>> Begin PROVIDED RECORDS

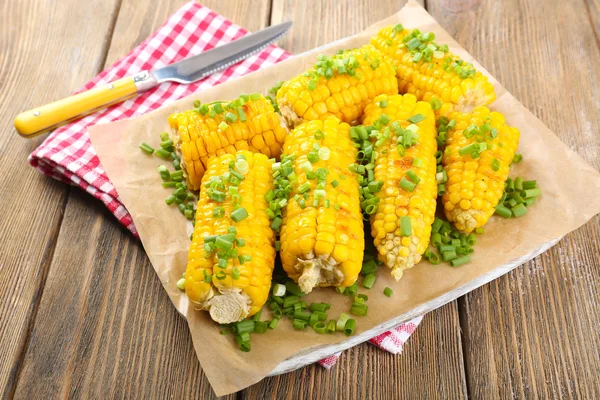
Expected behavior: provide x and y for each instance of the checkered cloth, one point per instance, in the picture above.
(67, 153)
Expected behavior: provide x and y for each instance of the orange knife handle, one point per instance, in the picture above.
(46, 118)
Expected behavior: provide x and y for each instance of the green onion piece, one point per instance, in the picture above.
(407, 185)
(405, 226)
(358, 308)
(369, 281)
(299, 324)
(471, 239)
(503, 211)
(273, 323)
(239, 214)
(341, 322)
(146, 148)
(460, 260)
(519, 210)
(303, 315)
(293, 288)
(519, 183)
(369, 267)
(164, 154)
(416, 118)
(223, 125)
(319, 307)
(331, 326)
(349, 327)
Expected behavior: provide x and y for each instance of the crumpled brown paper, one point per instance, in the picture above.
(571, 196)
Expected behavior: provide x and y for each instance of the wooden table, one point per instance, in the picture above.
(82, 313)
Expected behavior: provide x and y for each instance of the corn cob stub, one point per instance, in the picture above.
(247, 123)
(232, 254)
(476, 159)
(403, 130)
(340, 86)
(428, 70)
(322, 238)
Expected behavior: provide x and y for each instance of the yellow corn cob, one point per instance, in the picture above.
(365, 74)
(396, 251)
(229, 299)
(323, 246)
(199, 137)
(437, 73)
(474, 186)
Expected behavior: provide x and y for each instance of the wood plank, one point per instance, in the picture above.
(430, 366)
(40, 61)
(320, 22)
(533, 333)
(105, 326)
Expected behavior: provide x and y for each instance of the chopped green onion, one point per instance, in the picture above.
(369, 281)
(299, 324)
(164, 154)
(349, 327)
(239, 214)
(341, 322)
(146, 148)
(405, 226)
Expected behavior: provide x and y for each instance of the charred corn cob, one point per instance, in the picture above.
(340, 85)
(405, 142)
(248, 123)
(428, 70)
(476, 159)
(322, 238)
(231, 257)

>> End PROVIDED RECORDS

=== TO DO ===
Write out again the part of the entries that opens with the line containing "of the green" and runs through the end of the entries, request lines included. Increase every coordinate value in the answers by 45.

=== SOLUTION TO THIS EXERCISE ===
Expected behavior: provide x and y for each instance of the green onion piece, one point per instance, in the picture above.
(452, 230)
(450, 271)
(403, 353)
(414, 326)
(344, 369)
(516, 284)
(548, 256)
(318, 368)
(284, 259)
(386, 367)
(191, 193)
(505, 305)
(564, 255)
(348, 360)
(338, 333)
(564, 228)
(414, 312)
(209, 199)
(461, 163)
(268, 170)
(364, 352)
(376, 371)
(394, 372)
Expected behavior: provide x and y for each instance of the crumpled brown paper, one point per instance, in the picture above.
(616, 241)
Expected behavior: provide x and y for each instance of the wooden table, one point per instance, in the picture above.
(127, 358)
Expected behavior: provide x and y for each instance of the corn cob stub, one point per instance, in the picture above.
(292, 168)
(277, 299)
(521, 204)
(448, 175)
(385, 131)
(473, 115)
(367, 283)
Expected behavior: provide x and y for each instance of the yellow corn cob, one point per instance, in the picture above.
(410, 119)
(441, 296)
(274, 344)
(368, 291)
(244, 182)
(482, 118)
(519, 231)
Expected behavior: provide x and y for each instance of the wood plank, one point per instance, in the picture above.
(475, 411)
(85, 106)
(365, 67)
(578, 378)
(150, 371)
Expected behavior: provide x and y for each instance of the chopped green onion, one point per instance, in the picture above.
(414, 326)
(344, 369)
(209, 199)
(394, 372)
(284, 259)
(386, 367)
(191, 193)
(450, 271)
Expected behavior: provide x and y for each instance of the charred corn cob, one point per instance, in the picture above.
(385, 130)
(450, 187)
(293, 168)
(473, 115)
(521, 204)
(367, 283)
(276, 302)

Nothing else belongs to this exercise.